**Что сделать**
• A. О.С. ссылается в отрывке о проблемах и задачах на свою метафору. Разность каких двух вещей она описывает?
• B. Пожалуйста, допишите отрывок о проблемах и задачах, начав сразу после его последнего предложения.

**Выбранный отрывок**
----
М.Р.: Важна также трактовка автором проблем и проблемной ситуации. Как он справедливо отмечает, “довольно часто лицо, принимающее решение, не в состоянии точно сформулировать свою цель (дальше самое интересное – М.Р.), или, как говорят в науке о принятии решений, построить проблемную ситуацию – четко и детально описать разность между текущим и желаемым (целевым) положениями”. Проблемная ситуация оказывается едва ли не синонимом цели, и одновременно теряется определяющее различение проблемы как цели, не обеспеченной средствами достижения, и задачи, для решения которой мы располагаем всем необходимым. Отсутствие фундаментального различения проблем и задач, естественно, приводит к тому, что дальнейшие построения осуществляются в задачной постановке…

[О.С.: На самом деле постановка так не специфицируется. А из обсуждения соотношения рациональности и ошибочности при введении термина “процедурная рациональность” в предисловии следует, что вместе с тем, что рецензент называет задачами, рассматриваются и цели, о которых мы не можем утверждать, что они обеспечены средствами достижения, но обоснованно предполагаем, что существующие средства могут быть (возможно, после ряда процедурно рационально определенных проб и ошибок) доработаны, приспособлены к их решению. Мои построения, как я уже отмечал, не относятся только к тем проблемам, решение которых требует нетривиальной исследовательской или изобретательской (поисковой) деятельности. Мне представлялось, что то, что я выразил метафорой о разности проектирования трактора и машины времени, является столь же само собой разумеющимся, как Ваш стол со стульями. Наверное, следует признать, что это надо проговорить явно в русском издании, если таковое состоится, а не оставлять подразумеваемым, как в английском.
----
**Исходный материал**

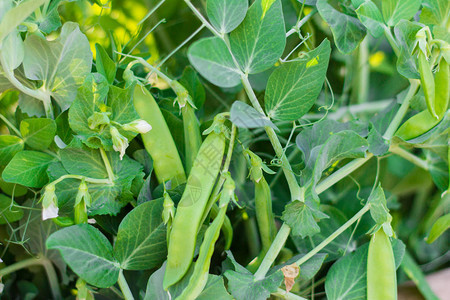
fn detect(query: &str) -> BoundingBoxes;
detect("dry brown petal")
[281,263,300,293]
----
**Ответы к упражнению**
• A. Разность проектирования трактора и машины времени.

• B.
М.Р.: Боюсь, что последнего признания здесь недостаточно, поскольку проговореный Вами текст содержит очень показательные утверждения и вопросы. Во-первых, по поводу моей квалификации Вашей постановки вопросов как задачной Вы пишете: “постановка так не специфицируется”. Но, не различая проблем и задач, в принципе невозможно специфицировать постановку вопросов так или иначе. Смысл моего тезиса в том и состоит, что Ваша трактовка проблемной ситуации как ситуации неудовлетворенности существующим положением дел и осознания необходимости перемен (“разности между текущим и желаемым состояниями”) автоматически “склеивает” проблемы и задачи.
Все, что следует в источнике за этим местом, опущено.